Exercise directions: Take from the listing each line that has the string "wall".

Material supplied:
***

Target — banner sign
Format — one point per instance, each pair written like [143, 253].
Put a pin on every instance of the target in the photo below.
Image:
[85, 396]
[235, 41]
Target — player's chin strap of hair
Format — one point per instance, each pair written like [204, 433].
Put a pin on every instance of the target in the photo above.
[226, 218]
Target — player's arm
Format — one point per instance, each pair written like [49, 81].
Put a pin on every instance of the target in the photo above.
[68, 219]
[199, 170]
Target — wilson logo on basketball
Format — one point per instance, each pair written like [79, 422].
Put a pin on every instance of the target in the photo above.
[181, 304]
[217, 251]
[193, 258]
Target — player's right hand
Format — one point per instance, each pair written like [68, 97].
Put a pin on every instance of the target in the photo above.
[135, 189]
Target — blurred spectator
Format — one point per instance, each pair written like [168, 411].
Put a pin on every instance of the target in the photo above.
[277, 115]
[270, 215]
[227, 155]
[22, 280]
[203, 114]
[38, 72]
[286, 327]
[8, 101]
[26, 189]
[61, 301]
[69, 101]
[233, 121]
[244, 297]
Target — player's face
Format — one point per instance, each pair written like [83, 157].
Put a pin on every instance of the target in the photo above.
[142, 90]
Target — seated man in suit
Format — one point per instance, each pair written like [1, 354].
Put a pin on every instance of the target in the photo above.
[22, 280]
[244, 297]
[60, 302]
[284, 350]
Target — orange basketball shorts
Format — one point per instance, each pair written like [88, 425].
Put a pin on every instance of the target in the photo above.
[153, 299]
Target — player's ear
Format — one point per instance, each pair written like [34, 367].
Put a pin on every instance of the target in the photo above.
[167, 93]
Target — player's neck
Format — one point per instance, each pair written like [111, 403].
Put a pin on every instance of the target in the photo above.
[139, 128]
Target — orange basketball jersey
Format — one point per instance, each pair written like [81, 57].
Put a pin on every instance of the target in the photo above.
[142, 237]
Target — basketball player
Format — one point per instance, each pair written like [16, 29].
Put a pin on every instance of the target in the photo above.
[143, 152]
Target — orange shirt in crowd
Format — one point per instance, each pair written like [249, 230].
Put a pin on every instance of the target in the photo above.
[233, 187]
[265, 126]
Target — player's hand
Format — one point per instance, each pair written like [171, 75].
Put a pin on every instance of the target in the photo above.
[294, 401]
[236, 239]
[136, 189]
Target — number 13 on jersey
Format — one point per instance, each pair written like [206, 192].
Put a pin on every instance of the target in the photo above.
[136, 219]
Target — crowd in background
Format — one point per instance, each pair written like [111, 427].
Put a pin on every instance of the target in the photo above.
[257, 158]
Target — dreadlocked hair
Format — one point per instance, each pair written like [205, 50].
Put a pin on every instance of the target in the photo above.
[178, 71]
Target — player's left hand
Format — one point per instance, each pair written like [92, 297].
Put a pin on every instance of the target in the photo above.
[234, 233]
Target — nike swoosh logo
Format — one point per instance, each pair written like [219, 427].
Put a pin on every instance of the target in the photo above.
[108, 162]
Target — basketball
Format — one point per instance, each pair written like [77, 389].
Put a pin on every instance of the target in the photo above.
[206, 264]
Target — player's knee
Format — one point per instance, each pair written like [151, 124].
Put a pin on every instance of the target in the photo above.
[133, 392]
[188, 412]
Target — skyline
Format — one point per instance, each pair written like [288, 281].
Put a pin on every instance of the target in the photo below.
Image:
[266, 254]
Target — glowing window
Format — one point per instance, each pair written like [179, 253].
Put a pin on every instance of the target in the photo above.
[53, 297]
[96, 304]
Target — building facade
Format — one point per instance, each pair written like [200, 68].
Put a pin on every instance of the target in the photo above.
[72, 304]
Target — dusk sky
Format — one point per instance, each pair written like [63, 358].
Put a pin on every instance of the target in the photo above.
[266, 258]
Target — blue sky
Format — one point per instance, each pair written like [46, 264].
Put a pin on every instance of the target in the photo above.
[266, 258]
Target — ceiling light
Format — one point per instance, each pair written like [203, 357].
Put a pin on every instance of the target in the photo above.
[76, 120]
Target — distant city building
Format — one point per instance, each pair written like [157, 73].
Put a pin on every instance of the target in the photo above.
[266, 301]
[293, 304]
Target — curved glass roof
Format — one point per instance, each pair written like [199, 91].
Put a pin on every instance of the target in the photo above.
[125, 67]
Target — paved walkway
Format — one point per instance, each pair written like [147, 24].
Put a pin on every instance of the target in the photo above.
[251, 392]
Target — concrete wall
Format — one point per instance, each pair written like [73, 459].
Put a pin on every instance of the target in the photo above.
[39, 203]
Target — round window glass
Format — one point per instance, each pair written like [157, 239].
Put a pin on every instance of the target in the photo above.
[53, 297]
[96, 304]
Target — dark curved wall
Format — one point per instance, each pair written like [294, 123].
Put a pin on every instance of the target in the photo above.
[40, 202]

***

Finished task:
Target — concrete wall
Target — dark curved wall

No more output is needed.